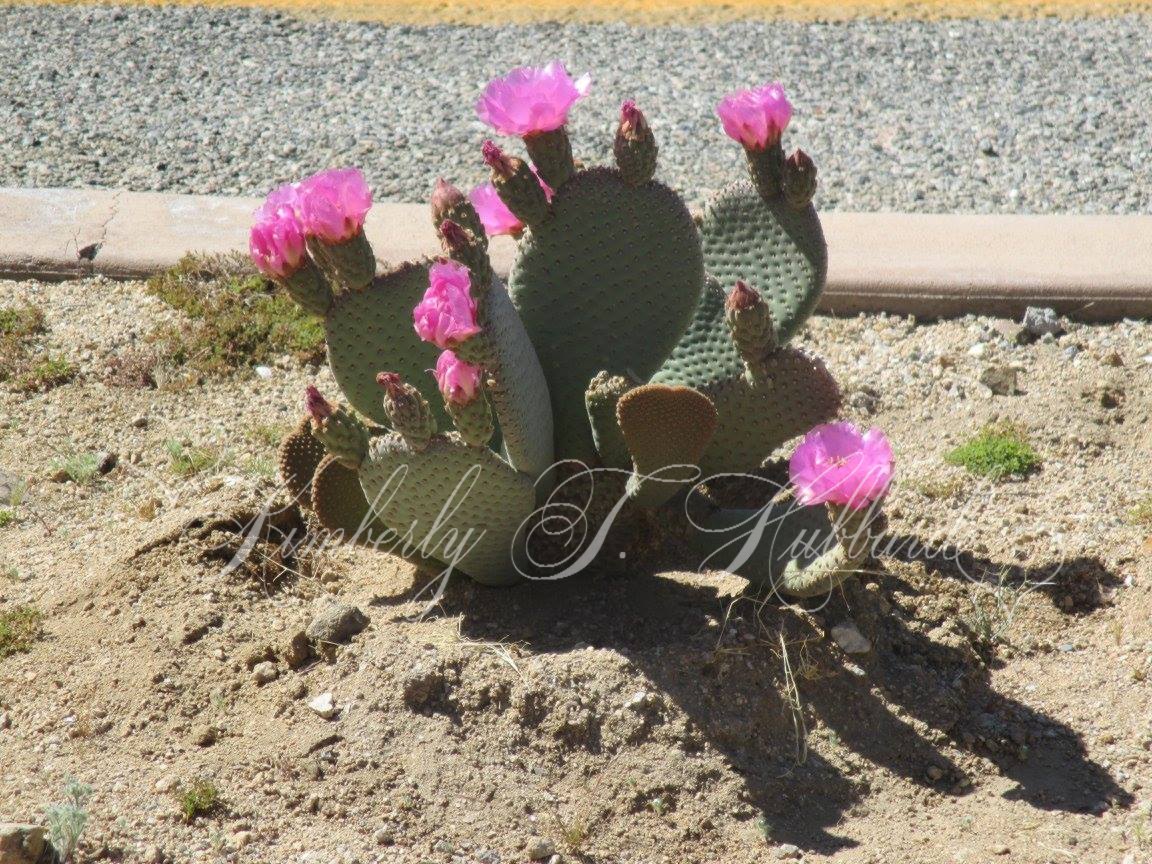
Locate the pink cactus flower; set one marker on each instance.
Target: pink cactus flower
(756, 118)
(530, 99)
(277, 242)
(316, 404)
(835, 463)
(457, 380)
(493, 212)
(333, 204)
(447, 315)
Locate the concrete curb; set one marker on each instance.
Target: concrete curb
(931, 266)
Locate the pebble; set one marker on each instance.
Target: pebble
(885, 133)
(336, 624)
(849, 638)
(324, 705)
(265, 672)
(1041, 320)
(539, 848)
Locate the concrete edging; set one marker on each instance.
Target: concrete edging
(1085, 266)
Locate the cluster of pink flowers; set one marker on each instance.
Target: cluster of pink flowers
(330, 205)
(530, 99)
(459, 381)
(836, 464)
(446, 316)
(756, 118)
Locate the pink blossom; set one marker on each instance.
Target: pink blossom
(835, 463)
(493, 212)
(756, 118)
(277, 241)
(457, 380)
(530, 99)
(447, 315)
(333, 204)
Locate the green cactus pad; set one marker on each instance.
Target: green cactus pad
(300, 455)
(340, 506)
(664, 426)
(773, 247)
(800, 393)
(487, 509)
(371, 331)
(607, 283)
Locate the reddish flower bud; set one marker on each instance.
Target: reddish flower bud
(498, 160)
(392, 383)
(742, 297)
(445, 196)
(316, 404)
(455, 237)
(633, 122)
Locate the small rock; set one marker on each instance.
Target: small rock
(166, 783)
(106, 461)
(538, 848)
(297, 651)
(324, 705)
(21, 843)
(849, 638)
(1001, 380)
(336, 624)
(1041, 320)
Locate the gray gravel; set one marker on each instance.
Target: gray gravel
(975, 115)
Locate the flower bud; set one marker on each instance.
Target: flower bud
(750, 321)
(798, 179)
(635, 146)
(408, 411)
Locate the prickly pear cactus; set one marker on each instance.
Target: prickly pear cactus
(631, 353)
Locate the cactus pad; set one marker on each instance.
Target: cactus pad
(664, 426)
(340, 506)
(774, 247)
(300, 455)
(371, 331)
(752, 421)
(607, 283)
(457, 503)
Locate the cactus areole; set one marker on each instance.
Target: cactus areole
(523, 429)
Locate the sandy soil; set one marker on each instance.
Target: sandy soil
(1003, 713)
(674, 12)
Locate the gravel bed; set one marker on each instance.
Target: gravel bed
(959, 115)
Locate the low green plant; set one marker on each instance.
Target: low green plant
(187, 461)
(1141, 514)
(199, 798)
(21, 321)
(997, 451)
(80, 468)
(20, 629)
(237, 317)
(67, 820)
(44, 374)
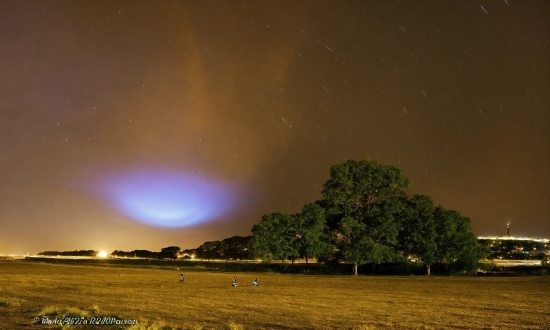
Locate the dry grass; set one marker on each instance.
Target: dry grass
(207, 301)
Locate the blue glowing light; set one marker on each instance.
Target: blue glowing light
(166, 198)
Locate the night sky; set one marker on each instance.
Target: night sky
(144, 124)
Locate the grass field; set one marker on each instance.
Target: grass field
(206, 300)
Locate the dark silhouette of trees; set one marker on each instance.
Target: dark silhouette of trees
(418, 230)
(363, 202)
(366, 217)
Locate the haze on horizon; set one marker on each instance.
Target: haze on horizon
(135, 125)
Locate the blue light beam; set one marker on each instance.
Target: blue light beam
(167, 199)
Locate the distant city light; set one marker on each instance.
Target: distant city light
(102, 254)
(510, 238)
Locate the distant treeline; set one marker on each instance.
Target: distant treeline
(75, 253)
(233, 248)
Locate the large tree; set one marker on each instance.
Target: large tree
(274, 237)
(418, 231)
(363, 201)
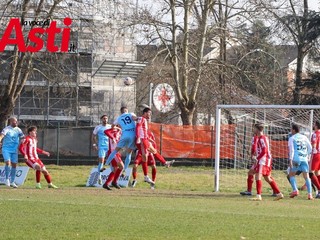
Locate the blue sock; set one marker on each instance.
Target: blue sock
(111, 156)
(13, 174)
(293, 183)
(7, 170)
(309, 187)
(127, 161)
(100, 167)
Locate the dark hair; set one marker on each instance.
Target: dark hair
(32, 128)
(122, 109)
(259, 126)
(295, 127)
(146, 110)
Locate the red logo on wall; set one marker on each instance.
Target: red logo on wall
(35, 36)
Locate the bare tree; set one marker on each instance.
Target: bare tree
(301, 24)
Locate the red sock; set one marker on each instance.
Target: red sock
(249, 183)
(145, 168)
(154, 173)
(274, 187)
(117, 175)
(160, 158)
(259, 186)
(315, 181)
(134, 173)
(48, 178)
(38, 176)
(109, 179)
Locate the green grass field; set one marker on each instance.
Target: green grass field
(183, 206)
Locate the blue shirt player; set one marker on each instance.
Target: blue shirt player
(11, 136)
(127, 140)
(100, 142)
(299, 152)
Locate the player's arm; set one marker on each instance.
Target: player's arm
(291, 151)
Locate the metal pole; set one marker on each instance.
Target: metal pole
(150, 94)
(311, 123)
(58, 143)
(217, 150)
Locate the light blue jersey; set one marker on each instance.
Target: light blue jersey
(102, 137)
(11, 139)
(299, 148)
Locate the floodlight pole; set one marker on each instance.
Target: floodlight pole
(217, 151)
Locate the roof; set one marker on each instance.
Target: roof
(118, 69)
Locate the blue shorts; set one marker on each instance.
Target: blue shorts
(300, 166)
(102, 152)
(10, 156)
(128, 141)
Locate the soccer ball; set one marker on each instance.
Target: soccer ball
(128, 81)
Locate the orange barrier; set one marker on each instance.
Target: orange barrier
(198, 142)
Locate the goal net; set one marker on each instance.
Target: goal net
(234, 132)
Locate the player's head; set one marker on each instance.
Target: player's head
(258, 128)
(316, 125)
(147, 113)
(104, 119)
(295, 129)
(13, 122)
(32, 131)
(124, 110)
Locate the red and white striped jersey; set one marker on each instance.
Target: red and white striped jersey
(29, 147)
(315, 142)
(113, 134)
(142, 128)
(263, 151)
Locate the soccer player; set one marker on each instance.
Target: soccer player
(11, 136)
(100, 142)
(143, 143)
(263, 164)
(114, 135)
(315, 158)
(151, 163)
(30, 151)
(127, 123)
(299, 151)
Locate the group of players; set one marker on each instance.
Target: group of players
(129, 132)
(300, 151)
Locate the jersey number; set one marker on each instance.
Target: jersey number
(301, 146)
(126, 120)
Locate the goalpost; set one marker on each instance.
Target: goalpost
(234, 132)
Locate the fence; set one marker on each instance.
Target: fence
(194, 144)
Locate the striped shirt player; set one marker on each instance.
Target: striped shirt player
(263, 164)
(30, 150)
(299, 151)
(100, 143)
(11, 136)
(143, 143)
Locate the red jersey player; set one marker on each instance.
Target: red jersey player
(153, 153)
(263, 163)
(315, 158)
(114, 135)
(30, 152)
(142, 140)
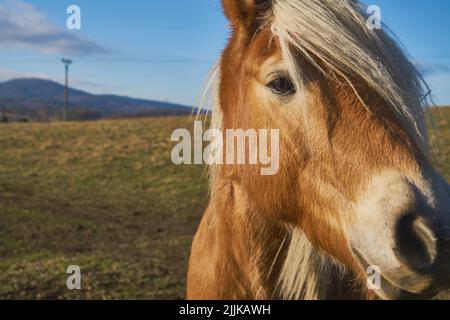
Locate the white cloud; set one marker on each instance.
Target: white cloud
(23, 26)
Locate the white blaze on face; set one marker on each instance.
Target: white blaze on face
(375, 236)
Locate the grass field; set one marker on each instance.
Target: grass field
(104, 196)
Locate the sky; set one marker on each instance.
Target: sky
(164, 49)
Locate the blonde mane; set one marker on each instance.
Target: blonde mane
(334, 36)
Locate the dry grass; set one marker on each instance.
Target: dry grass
(104, 196)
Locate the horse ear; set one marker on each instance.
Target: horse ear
(245, 13)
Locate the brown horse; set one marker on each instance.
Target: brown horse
(355, 186)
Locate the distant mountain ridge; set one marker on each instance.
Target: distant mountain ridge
(39, 99)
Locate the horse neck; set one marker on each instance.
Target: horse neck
(269, 259)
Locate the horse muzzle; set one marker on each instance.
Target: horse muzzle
(402, 229)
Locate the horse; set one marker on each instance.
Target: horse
(356, 190)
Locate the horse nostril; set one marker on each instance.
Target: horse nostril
(416, 243)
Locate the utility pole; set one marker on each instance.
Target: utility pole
(66, 63)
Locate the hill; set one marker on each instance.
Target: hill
(39, 99)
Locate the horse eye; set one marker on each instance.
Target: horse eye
(282, 87)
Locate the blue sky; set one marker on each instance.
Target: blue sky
(163, 49)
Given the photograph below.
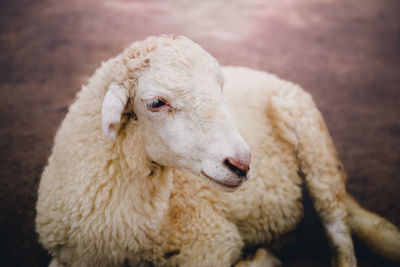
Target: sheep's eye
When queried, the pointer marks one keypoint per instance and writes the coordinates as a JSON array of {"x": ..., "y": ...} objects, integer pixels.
[{"x": 156, "y": 105}]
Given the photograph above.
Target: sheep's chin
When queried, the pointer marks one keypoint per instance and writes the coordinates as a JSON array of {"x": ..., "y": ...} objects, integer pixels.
[{"x": 218, "y": 184}]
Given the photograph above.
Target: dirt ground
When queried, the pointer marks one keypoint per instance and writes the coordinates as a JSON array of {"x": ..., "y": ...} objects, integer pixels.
[{"x": 346, "y": 53}]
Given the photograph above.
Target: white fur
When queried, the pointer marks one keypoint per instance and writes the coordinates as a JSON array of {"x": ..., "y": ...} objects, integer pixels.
[{"x": 138, "y": 196}]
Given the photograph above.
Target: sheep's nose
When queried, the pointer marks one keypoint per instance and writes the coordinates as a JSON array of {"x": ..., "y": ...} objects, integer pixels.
[{"x": 241, "y": 169}]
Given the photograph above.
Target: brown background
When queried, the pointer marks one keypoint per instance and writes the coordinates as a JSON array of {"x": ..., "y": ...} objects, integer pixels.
[{"x": 346, "y": 53}]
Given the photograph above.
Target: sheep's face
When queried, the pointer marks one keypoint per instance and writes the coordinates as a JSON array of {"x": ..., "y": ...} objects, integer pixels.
[{"x": 180, "y": 109}]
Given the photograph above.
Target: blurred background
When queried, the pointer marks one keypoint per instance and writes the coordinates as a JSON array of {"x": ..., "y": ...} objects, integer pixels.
[{"x": 346, "y": 53}]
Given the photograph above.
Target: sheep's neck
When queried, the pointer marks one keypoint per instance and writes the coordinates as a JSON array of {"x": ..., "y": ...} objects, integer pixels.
[{"x": 142, "y": 180}]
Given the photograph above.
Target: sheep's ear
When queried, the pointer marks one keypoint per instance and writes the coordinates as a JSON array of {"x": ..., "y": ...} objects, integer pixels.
[{"x": 111, "y": 111}]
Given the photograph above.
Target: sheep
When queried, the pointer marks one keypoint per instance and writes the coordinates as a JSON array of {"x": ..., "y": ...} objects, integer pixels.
[{"x": 152, "y": 164}]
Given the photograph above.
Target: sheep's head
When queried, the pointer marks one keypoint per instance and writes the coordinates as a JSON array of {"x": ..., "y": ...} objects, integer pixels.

++++

Your answer should be the lines from the first record down to the line containing "Locate the green cactus", restated exactly, with no pictures.

### Response below
Locate the pink cactus flower; set one marker on each instance.
Target: pink cactus flower
(756, 118)
(530, 99)
(277, 242)
(316, 404)
(835, 463)
(457, 380)
(493, 212)
(333, 204)
(447, 315)
Locate the concrete curb; set one marker on each instance.
Target: concrete curb
(931, 266)
Locate the pebble; set one marker on each instance.
Target: pebble
(885, 133)
(336, 624)
(849, 638)
(324, 705)
(265, 672)
(1041, 320)
(539, 848)
Locate the concrete edging; set one marker on each instance.
Target: concrete edging
(1085, 266)
Locate the cluster of pink flowers; set one marker on each instance.
Target: cluster of pink flowers
(330, 205)
(530, 99)
(459, 381)
(836, 464)
(446, 316)
(756, 118)
Locate the pink blossom; set one marker on each instance.
Target: pink blossom
(835, 463)
(493, 212)
(756, 118)
(277, 241)
(457, 380)
(530, 99)
(447, 315)
(333, 204)
Locate the green cactus pad; set one marker on each instance.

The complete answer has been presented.